- [Problem to solve]: Restating the records exactly is the whole task.

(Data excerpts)
---+---

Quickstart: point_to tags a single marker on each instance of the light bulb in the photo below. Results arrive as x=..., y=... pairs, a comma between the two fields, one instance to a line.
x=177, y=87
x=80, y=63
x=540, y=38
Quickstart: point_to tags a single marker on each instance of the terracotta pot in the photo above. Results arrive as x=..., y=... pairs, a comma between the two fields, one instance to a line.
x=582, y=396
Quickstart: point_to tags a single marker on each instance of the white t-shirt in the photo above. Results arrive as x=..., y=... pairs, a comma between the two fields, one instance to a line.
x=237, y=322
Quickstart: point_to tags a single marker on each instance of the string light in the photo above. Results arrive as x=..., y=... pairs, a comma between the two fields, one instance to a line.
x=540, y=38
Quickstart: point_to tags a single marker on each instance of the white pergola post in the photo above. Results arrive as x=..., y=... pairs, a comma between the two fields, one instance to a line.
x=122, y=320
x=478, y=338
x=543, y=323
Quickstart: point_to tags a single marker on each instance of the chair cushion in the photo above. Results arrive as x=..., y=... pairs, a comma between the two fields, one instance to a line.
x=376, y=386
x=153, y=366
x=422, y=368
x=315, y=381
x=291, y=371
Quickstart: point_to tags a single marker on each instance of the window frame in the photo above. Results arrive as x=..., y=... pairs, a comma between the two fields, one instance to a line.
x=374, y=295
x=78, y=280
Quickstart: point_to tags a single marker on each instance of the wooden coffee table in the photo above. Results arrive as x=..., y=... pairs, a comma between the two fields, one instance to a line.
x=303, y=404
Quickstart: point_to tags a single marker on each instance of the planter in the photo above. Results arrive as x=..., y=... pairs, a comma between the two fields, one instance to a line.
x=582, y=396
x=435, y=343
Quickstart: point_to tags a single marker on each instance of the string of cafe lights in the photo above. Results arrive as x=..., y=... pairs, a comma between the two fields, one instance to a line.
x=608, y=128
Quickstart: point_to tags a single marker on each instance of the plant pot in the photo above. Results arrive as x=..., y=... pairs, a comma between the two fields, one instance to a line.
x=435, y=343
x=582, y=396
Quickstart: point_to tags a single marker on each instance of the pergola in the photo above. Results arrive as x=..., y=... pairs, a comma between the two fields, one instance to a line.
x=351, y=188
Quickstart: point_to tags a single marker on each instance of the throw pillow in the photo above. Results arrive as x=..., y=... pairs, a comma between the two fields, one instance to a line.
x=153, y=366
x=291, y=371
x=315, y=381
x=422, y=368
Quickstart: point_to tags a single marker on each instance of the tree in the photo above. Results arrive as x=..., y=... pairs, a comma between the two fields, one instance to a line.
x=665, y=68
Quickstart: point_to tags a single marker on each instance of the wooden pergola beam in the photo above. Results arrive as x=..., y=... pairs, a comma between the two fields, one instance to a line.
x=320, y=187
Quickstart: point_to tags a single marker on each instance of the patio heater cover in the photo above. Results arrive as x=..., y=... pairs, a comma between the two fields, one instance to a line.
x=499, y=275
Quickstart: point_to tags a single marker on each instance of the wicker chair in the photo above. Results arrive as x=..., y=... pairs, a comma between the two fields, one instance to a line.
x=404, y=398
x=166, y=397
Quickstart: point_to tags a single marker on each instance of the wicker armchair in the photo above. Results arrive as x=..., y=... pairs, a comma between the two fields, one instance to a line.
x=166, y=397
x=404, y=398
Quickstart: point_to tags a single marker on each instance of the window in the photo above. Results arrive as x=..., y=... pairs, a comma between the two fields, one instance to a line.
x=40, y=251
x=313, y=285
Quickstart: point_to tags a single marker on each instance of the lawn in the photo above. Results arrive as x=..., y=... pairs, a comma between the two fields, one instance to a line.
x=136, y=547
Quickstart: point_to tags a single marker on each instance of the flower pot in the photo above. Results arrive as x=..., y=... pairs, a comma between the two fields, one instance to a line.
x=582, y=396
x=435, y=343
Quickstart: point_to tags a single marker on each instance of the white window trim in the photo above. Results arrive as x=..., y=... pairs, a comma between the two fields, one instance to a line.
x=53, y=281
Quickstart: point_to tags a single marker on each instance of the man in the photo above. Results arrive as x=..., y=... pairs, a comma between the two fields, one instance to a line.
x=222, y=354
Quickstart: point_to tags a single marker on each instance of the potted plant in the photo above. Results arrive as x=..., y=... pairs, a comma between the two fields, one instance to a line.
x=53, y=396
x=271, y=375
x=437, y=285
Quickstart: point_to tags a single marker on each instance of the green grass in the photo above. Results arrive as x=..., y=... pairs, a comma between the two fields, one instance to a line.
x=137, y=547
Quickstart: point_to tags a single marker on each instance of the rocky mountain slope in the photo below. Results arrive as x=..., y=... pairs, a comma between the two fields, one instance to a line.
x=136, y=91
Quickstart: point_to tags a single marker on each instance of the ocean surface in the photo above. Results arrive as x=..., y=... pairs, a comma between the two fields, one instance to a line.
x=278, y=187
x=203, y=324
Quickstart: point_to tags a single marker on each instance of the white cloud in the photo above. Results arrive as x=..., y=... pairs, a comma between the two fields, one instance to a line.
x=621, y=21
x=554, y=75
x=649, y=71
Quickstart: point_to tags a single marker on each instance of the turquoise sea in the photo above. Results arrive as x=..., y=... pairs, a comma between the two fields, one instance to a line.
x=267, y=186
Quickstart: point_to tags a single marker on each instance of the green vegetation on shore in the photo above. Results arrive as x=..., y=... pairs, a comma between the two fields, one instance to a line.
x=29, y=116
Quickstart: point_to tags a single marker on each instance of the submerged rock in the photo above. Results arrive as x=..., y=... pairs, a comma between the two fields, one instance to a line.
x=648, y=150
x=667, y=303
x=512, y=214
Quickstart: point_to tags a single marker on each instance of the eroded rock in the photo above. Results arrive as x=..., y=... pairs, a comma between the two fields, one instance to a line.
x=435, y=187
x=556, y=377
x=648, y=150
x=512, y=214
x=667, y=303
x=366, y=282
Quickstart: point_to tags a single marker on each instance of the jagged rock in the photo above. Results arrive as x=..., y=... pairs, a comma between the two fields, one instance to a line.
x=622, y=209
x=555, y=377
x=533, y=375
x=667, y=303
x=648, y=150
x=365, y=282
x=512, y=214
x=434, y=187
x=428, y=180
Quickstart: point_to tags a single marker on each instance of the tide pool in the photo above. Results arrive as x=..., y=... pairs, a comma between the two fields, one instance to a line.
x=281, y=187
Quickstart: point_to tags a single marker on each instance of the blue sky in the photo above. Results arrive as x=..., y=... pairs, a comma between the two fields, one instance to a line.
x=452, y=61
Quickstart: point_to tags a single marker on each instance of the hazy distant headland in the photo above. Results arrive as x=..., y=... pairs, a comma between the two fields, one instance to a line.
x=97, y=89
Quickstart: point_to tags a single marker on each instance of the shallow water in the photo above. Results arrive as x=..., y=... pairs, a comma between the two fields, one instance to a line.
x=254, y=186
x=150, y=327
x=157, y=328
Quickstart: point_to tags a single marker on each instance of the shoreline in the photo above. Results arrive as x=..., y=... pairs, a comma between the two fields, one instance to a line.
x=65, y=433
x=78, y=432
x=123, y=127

---+---

- [Output of the exercise]:
Quickstart: point_to tags a single marker on each instance of the light bulb in the photo below. Results arrive as x=..., y=... pairs, a comma between the two fields, one instance to a line.
x=177, y=87
x=80, y=63
x=540, y=38
Quickstart: point_to tags a single marker on each instance of the terracotta pot in the photo above. Results arrive as x=..., y=... pairs, a comma between the two fields, one instance to a line.
x=582, y=396
Quickstart: point_to tags a single marker on each instance of the white t-shirt in the photo above. Results arrive as x=..., y=... pairs, a comma between the two fields, one instance to a line.
x=237, y=322
Quickstart: point_to tags a single marker on each instance of the string light in the photo above. Results arrive as x=..., y=... pairs, a comma between the two fields, one instance to a line.
x=540, y=38
Quickstart: point_to tags a single marker on each instance of the white pergola post in the photo above. Results arrive as x=..., y=... pairs, a comma between the two fields, one instance to a line.
x=122, y=320
x=478, y=338
x=543, y=323
Quickstart: point_to tags a single marker on each instance of the chair cushion in the photo above. Results arrive as x=..., y=... pairs, a comma between the two fields, one instance to a line.
x=376, y=386
x=153, y=366
x=422, y=368
x=315, y=381
x=291, y=371
Quickstart: point_to tags a single marker on each instance of the window frame in the photo above. Results arrive as x=..., y=... pairs, a comma between the two fields, one instance to a line.
x=374, y=295
x=78, y=280
Quickstart: point_to tags a single marker on each instance of the wooden coffee table in the photo above. Results arrive as x=..., y=... pairs, a comma between the two fields, one instance to a line.
x=303, y=404
Quickstart: point_to tags a single marker on each instance of the planter in the photo above. Results arrive as x=..., y=... pairs, a comma between the two fields, one instance to a line.
x=582, y=396
x=435, y=343
Quickstart: point_to tags a single marker on each instance of the string of cafe lights in the photo above. Results arrive as x=..., y=... pairs, a comma between the two fields, one instance to a line.
x=608, y=128
Quickstart: point_to tags a single marker on each instance of the plant pot in the photo above. Results arrive as x=..., y=... pairs, a comma between the two fields, one instance to a line.
x=435, y=343
x=582, y=396
Quickstart: point_to tags a single marker on each instance of the pergola in the photo above. Results arrive as x=..., y=... pairs, a comma between the two fields, one instance to a line.
x=351, y=188
Quickstart: point_to tags a single marker on each instance of the throw pillow in the photo above. Results arrive as x=..., y=... pairs, a comma between the two fields, one instance to a line.
x=153, y=366
x=291, y=371
x=315, y=381
x=422, y=368
Quickstart: point_to tags a single marker on each instance of the tree in the photo above. Results arrive as x=..., y=... pairs, a comma between the two fields, one instance to a line.
x=665, y=68
Quickstart: point_to tags a single marker on each instance of the wooden pergola beam in the photo above. Results arrive as x=..., y=... pairs, a comma between the two fields, one instance to a line.
x=320, y=187
Quickstart: point_to tags a single marker on each instance of the patio heater cover in the photo above. Results arrive as x=..., y=... pairs, a comma between the two fields, one instance to a line.
x=499, y=275
Quickstart: point_to tags a single marker on each instance of the wicker chair in the photo above. Results arrive as x=..., y=... pairs, a comma between the two fields, one instance to a line.
x=404, y=398
x=166, y=397
Quickstart: point_to tags a single marker on each instance of the wicker armchair in the photo above. Results arrive as x=..., y=... pairs, a comma between the two fields, one instance to a line.
x=166, y=397
x=404, y=398
Quickstart: point_to tags a single marker on each instance of the window in the photo above. Results arrive as x=..., y=... pairs, a comma between the two fields, one instance to a line.
x=40, y=251
x=313, y=285
Quickstart: point_to tags a single marker on each instance of the lawn in the photo above. Results arrive as x=..., y=... pairs, a comma between the two fields, one instance to a line.
x=136, y=547
Quickstart: point_to tags a single marker on each instance of the flower pot in the photo above. Results arrive as x=..., y=... pairs, a comma between the two fields, one instance to a line.
x=582, y=396
x=435, y=343
Quickstart: point_to tags a single marker on each instance of the white window trim in the photo above. Results arrive as x=..., y=... pairs, a comma between the two fields, one instance to a line.
x=53, y=281
Quickstart: point_to tags a single marker on each instance of the man in the photo above. Results arrive as x=..., y=... pairs, a comma between the two fields, one instance to a line.
x=222, y=354
Quickstart: point_to tags a single marker on each instance of the potted plant in the photo above. Results arrive as x=..., y=... pairs, a comma between the two fields, one instance to a line.
x=53, y=396
x=271, y=375
x=437, y=285
Quickstart: point_to tags a single marker on each instance of the green grass in the photo above. Results arrive as x=..., y=... pairs, a comma between the two fields, one instance to a line.
x=137, y=547
Quickstart: point_to tags a single marker on each instance of the rocky mountain slope in the photo below. Results arrive as x=..., y=... pairs, a comma between the two fields, one instance to a line.
x=136, y=91
Quickstart: point_to tags a single marker on each instance of the ocean surface in the photo above. Results arrive as x=..., y=... pairs, a comma between the two fields, one instance to a line.
x=278, y=187
x=203, y=324
Quickstart: point_to tags a single marker on each instance of the white cloud in the photo above. Results arrive as x=..., y=... pairs, a comma between the two fields, one instance to a line.
x=621, y=21
x=554, y=75
x=649, y=71
Quickstart: point_to tags a single marker on each instance of the turquoise sea in the photo above. Results arrive as x=..., y=... pairs, a comma between the two fields, one instance to a line.
x=267, y=186
Quickstart: point_to tags a single marker on each instance of the green vegetation on shore in the photo above. Results arrive as x=..., y=... pairs, a comma between the two fields, one instance to a line.
x=29, y=116
Quickstart: point_to tags a single marker on each instance of the submerged rock in the photo above. Results arrive as x=..., y=... pairs, a comma between the two fields, one instance to a line.
x=648, y=150
x=667, y=303
x=512, y=214
Quickstart: point_to tags a single marker on each instance of the eroded rock in the photo above. Results arrive as x=..., y=... pairs, a comma between the two fields, one instance to a line.
x=435, y=187
x=556, y=377
x=648, y=150
x=512, y=214
x=667, y=303
x=366, y=282
Quickstart: point_to tags a single marker on each instance of the jagged rock in the photo above. Results arrive as x=..., y=... pairs, a comma between the two fields, one instance to a line.
x=622, y=209
x=555, y=377
x=533, y=375
x=667, y=303
x=648, y=150
x=365, y=282
x=512, y=214
x=434, y=187
x=428, y=180
Quickstart: point_to tags a single marker on each instance of the tide pool in the photo above. Results arrive as x=..., y=... pairs, a comma between the two fields, one instance to a line.
x=281, y=187
Quickstart: point_to tags a single marker on each instance of the blue sky in the photo above. Results arrive as x=..., y=... pairs, a comma between the two fields, one instance to a line.
x=452, y=61
Quickstart: point_to tags a single marker on each instance of the hazy distant headland in the photo above. Results arrive as x=..., y=... pairs, a comma between the two fields, one instance to a line.
x=97, y=89
Quickstart: point_to tags a single marker on each instance of the shallow water in the photo above. Results arrive as x=..., y=... pairs, a comma between the two fields, one instance to a line.
x=254, y=186
x=150, y=327
x=157, y=328
Quickstart: point_to tags a single marker on each instance of the shoreline in the photo above. Results arrive as x=..., y=... pairs, a comma between the two fields, one instance to a line.
x=65, y=433
x=78, y=432
x=123, y=127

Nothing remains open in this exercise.